### Challenge:
Copy the following entries word for word, keeping every line as it appears.

•••

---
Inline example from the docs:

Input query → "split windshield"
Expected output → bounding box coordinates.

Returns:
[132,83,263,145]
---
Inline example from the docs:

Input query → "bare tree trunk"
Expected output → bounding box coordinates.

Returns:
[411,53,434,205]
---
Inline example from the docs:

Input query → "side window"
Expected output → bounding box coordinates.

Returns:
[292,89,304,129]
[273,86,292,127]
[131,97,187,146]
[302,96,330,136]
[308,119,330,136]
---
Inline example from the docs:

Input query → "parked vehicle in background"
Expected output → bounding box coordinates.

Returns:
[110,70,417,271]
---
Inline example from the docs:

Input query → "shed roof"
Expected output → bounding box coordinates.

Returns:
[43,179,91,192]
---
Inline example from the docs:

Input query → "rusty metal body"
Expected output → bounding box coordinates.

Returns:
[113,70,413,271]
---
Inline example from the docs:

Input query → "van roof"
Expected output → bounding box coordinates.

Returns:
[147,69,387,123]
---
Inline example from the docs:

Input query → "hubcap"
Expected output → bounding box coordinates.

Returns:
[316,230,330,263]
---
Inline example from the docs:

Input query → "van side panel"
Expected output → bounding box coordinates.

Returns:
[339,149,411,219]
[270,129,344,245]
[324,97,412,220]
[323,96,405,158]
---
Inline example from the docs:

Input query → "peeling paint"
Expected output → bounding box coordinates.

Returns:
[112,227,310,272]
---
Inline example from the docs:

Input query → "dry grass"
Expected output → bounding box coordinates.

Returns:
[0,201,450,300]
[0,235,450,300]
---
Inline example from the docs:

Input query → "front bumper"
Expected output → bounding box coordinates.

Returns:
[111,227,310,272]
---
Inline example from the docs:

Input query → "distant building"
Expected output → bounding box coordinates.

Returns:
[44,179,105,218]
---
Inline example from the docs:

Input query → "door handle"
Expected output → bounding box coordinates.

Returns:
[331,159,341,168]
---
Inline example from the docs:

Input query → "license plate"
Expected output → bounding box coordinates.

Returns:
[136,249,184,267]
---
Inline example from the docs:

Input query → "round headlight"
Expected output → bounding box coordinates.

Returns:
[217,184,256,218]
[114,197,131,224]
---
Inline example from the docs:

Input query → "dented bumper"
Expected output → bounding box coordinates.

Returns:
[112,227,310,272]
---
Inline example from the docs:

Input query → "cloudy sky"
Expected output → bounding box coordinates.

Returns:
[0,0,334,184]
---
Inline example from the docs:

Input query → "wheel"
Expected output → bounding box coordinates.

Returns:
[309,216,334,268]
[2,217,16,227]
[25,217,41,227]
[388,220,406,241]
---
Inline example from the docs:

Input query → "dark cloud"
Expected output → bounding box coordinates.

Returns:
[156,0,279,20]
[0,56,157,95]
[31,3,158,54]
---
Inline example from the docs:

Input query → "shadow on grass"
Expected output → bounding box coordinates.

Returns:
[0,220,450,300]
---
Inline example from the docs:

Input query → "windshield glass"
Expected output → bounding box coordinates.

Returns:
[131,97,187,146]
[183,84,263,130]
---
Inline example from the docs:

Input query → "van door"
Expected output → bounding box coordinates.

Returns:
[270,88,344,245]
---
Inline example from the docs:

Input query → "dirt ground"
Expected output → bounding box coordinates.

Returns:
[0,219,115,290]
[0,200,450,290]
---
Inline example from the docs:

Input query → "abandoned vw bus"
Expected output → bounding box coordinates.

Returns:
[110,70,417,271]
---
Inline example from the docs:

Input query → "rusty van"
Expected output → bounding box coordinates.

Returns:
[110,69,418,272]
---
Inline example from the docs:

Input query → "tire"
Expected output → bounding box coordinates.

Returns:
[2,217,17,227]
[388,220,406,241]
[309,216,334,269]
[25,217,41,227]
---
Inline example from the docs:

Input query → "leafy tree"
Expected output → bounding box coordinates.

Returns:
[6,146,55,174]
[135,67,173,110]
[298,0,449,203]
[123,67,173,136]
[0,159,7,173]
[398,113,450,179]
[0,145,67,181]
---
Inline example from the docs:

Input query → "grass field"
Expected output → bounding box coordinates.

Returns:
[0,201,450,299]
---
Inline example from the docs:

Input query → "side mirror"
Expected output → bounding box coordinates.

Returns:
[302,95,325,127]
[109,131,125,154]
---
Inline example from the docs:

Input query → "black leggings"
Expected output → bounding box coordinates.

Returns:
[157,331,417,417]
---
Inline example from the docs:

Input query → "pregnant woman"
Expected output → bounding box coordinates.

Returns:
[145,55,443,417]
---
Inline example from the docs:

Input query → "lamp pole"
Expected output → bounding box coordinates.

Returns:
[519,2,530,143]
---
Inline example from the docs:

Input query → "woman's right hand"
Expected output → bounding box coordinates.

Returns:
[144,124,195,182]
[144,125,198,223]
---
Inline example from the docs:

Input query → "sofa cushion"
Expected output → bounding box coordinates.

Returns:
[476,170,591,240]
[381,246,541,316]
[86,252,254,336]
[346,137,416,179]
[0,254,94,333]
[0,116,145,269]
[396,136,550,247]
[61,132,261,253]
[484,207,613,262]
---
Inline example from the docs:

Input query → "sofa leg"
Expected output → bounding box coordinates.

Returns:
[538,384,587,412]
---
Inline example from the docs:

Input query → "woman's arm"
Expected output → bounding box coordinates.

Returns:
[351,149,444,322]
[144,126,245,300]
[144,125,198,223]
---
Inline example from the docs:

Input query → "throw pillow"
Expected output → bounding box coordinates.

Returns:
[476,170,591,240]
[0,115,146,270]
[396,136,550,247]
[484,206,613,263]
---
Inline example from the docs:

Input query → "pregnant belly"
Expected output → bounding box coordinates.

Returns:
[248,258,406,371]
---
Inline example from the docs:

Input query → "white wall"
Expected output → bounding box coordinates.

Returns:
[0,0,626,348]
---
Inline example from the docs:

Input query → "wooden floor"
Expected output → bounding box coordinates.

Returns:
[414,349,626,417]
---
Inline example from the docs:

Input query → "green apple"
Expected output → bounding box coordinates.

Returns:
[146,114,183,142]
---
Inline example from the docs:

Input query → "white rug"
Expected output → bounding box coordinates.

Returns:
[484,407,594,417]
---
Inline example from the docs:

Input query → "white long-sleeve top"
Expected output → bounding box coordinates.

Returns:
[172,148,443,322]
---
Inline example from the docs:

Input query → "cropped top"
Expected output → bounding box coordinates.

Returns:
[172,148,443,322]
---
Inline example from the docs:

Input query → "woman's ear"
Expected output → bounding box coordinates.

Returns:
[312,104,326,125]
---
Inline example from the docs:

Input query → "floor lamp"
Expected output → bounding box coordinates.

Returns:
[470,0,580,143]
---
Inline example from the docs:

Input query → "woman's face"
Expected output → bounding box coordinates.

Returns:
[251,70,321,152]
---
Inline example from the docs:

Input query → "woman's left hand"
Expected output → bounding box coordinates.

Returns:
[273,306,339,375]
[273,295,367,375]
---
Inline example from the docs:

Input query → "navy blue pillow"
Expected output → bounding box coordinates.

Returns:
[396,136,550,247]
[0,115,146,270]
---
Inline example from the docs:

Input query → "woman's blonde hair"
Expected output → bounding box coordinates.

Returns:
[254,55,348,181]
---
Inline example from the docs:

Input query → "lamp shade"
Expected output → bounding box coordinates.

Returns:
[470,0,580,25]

•••

### Output of the exercise:
---
Inline example from the docs:

Input query → "split windshield"
Expected output → bounding box coordinates.

Returns:
[132,83,263,145]
---
Inline example from the docs:

Input query → "bare tree trunk"
Expected output → bounding box coordinates.

Returns:
[411,53,434,205]
---
Inline example from the docs:

Input query → "side window"
Expected output → bounding box coordinates.

Returns:
[292,89,304,129]
[273,86,292,127]
[131,97,187,146]
[302,96,330,136]
[308,119,330,136]
---
Inline example from the docs:

Input query → "parked vehicle in background"
Expected output → bounding box coordinates.

Returns:
[110,70,417,271]
---
Inline example from the docs:

Input query → "shed roof"
Expected output → bounding box coordinates.

Returns:
[43,179,91,192]
---
Inline example from the docs:

Input query → "rusty metal body"
Expected output → bounding box coordinates.

Returns:
[113,70,413,271]
---
Inline example from the docs:

Input query → "van roof"
Expected output → bounding box coordinates.

Returns:
[147,69,387,123]
---
Inline example from the docs:

Input query → "hubcap"
Expected output → bounding box coordinates.

Returns:
[316,230,330,263]
---
Inline example from the docs:

Input query → "van side panel"
Expected output → bounding box coordinates.

Returns:
[339,149,411,219]
[270,129,344,245]
[324,97,412,220]
[323,96,405,158]
---
Inline example from the docs:

Input query → "peeling paint"
Expected output → bounding box coordinates.

Returns:
[112,227,310,272]
---
Inline example from the docs:

Input query → "dry grass"
Expected output → bounding box coordinates.

Returns:
[0,201,450,300]
[0,235,450,300]
---
Inline example from the docs:

Input query → "front bumper"
Expected output → bounding box coordinates.

Returns:
[111,227,310,272]
---
Inline example from the docs:

Input query → "distant building"
Expected output → bounding box coordinates.

Returns:
[44,179,105,218]
---
Inline example from the docs:

Input query → "door handle"
Expected output → bounding box coordinates.

Returns:
[331,159,341,168]
---
Inline example from the docs:

Input query → "license plate"
Expected output → bounding box coordinates.

Returns:
[136,249,184,267]
---
Inline example from the docs:

Input query → "round headlight"
Expected output → bounding box coordinates.

Returns:
[217,184,256,218]
[114,197,131,224]
---
Inline example from the docs:

Input query → "dented bumper"
Expected output → bounding box coordinates.

Returns:
[112,227,310,272]
---
Inline example from the docs:

Input query → "cloudy sky"
Expected output → bounding box coordinates.

Returns:
[0,0,334,184]
---
Inline example from the docs:

Input query → "wheel"
Expected output → bounding box coordinates.

Returns:
[309,216,334,268]
[2,217,16,227]
[25,217,41,227]
[388,220,406,241]
---
Inline example from the docs:

Input query → "dark cloud"
Expected output → bounding box coordinates.

Returns:
[156,0,279,20]
[0,56,157,95]
[31,3,158,54]
---
Inline example from the docs:

Input query → "shadow on grass"
Expected output → bounding box coordinates.

Returns:
[0,220,450,300]
---
Inline example from the docs:

Input query → "windshield glass"
Expected output → bounding box coordinates.

Returns:
[131,97,187,146]
[183,84,263,130]
---
Inline example from the docs:

Input query → "van door"
Expected output → bounding box coordinates.

Returns:
[270,88,344,245]
---
Inline example from the docs:

Input query → "dirt ground"
Expected output → bounding box coordinates.

Returns:
[0,219,115,290]
[0,200,450,290]
---
Inline example from the docs:

Input query → "abandoned vw bus"
Expected output → bounding box coordinates.

Returns:
[110,70,417,271]
---
Inline example from the docs:

Input query → "rusty van"
Expected output → bounding box coordinates.

Returns:
[110,69,418,272]
---
Inline example from the docs:

Input query → "tire"
Expected output → bounding box coordinates.

Returns:
[2,217,17,227]
[388,220,406,241]
[309,216,334,269]
[25,217,41,227]
---
Inline example from the docs:

Input query → "leafy tree"
Expected output → bounding box coordinates.

Returns:
[6,146,55,174]
[135,67,173,110]
[298,0,449,203]
[123,67,173,136]
[0,159,7,173]
[398,113,450,179]
[0,145,67,181]
---
Inline example from the docs:

Input query → "grass field"
Expected output → bounding box coordinates.

Returns:
[0,201,450,299]
---
Inline example from the docs:

Input query → "side mirror"
Expected output → bounding box coordinates.

Returns:
[302,95,325,127]
[109,131,125,154]
---
Inline example from the docs:

Input query → "black leggings"
Expected output → bounding box coordinates.

Returns:
[157,331,417,417]
---
Inline example from the docs:

Input query → "pregnant woman"
Expected output → bounding box coordinates.

Returns:
[145,55,443,417]
---
Inline example from the docs:

Input query → "lamp pole"
Expected output → bounding box coordinates.

Returns:
[519,2,530,143]
---
Inline example from the docs:

Input query → "woman's right hand"
Expected output → bounding box coordinates.

Returns:
[144,124,195,182]
[144,125,198,223]
---
Inline example from the docs:

Input query → "sofa cushion"
Expected output → bounding box coordinates.

Returns:
[476,170,591,240]
[381,246,541,316]
[86,252,254,336]
[346,137,416,179]
[0,254,94,333]
[0,116,145,269]
[396,136,550,247]
[61,132,261,253]
[484,207,613,262]
---
Inline example from the docs:

Input query → "sofa leg"
Expected output → bounding box coordinates.

Returns:
[538,384,587,412]
---
Inline example from the docs:

Input query → "woman's arm"
Expected output → bounding box coordinates.

Returns:
[351,149,444,322]
[144,126,245,300]
[144,125,198,223]
---
Inline example from the docs:

Input query → "throw pillow"
Expected output → bounding box coordinates.

Returns:
[476,170,591,240]
[0,115,146,270]
[396,136,550,247]
[484,206,613,263]
---
Inline example from the docs:

Input query → "pregnant belly"
Expected output → bounding box coordinates.

Returns:
[248,258,406,371]
---
Inline example from the docs:

Input query → "white wall"
Expected output → bounding box coordinates.

Returns:
[0,0,626,348]
---
Inline example from the docs:

Input query → "wooden floor"
Expected output → bounding box coordinates.

Returns:
[414,349,626,417]
---
Inline example from the docs:

Input query → "green apple"
Expected output → bounding box coordinates.

Returns:
[146,114,183,142]
---
Inline example from the docs:

Input query → "white rug"
Expected output → bounding box coordinates.

Returns:
[484,407,594,417]
---
Inline example from the docs:

Input query → "white long-sleeve top"
Expected output → bounding box coordinates.

Returns:
[172,148,443,322]
---
Inline example from the docs:

Input query → "cropped top"
Expected output → bounding box coordinates.

Returns:
[172,148,443,322]
---
Inline example from the docs:

Input query → "woman's ear"
Expected output → bounding box coordinates.

Returns:
[312,104,326,125]
---
Inline example from the docs:

Input query → "floor lamp"
Expected output → bounding box coordinates.

Returns:
[470,0,580,143]
---
Inline example from the docs:

Input query → "woman's face"
Expected output → bounding box coordinates.

Returns:
[251,70,321,152]
---
Inline example from the docs:

Input query → "woman's left hand"
Expected output → bounding box coordinates.

Returns:
[273,306,339,375]
[273,295,367,375]
---
Inline example from the docs:

Input query → "navy blue pillow"
Expected output → bounding box coordinates.

Returns:
[396,136,550,247]
[0,115,146,270]
---
Inline example from the docs:

Input query → "woman's blonde hair"
Expected output → bounding box coordinates.

Returns:
[254,55,348,181]
---
Inline example from the docs:

Input query → "lamp shade"
Expected output → bounding box coordinates.

Returns:
[470,0,580,25]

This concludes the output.